| WHAT YOU WILL DO |
Copy the lines from the line with "Target: floor plank" to the line with "pixel 524 596", both included, word for word. Give only those lines.

| EXCERPTED DATA |
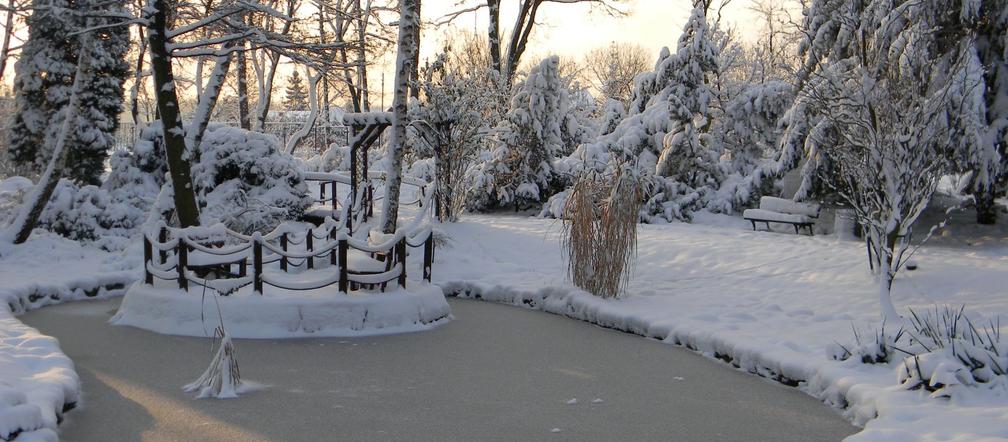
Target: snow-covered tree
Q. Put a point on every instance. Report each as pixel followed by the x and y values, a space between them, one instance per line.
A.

==

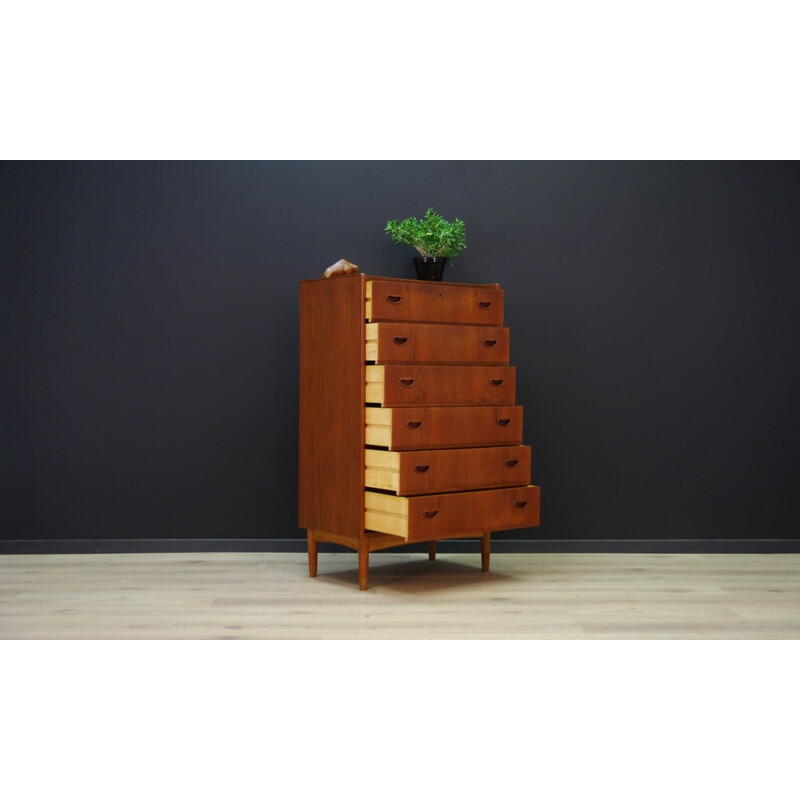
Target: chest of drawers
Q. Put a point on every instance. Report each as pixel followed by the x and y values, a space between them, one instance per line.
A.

* * *

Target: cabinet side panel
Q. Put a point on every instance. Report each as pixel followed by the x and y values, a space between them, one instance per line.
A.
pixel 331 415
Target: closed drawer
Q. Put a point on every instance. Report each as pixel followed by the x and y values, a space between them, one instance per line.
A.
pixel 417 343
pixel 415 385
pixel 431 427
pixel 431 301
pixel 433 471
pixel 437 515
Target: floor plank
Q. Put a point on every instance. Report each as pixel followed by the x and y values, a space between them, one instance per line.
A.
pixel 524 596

| SOLUTION TO THE PROBLEM |
Target: floor plank
Q. Put a point on every instance. Report each as pixel followed by the x and y values, a space between them, one instance per line.
A.
pixel 524 596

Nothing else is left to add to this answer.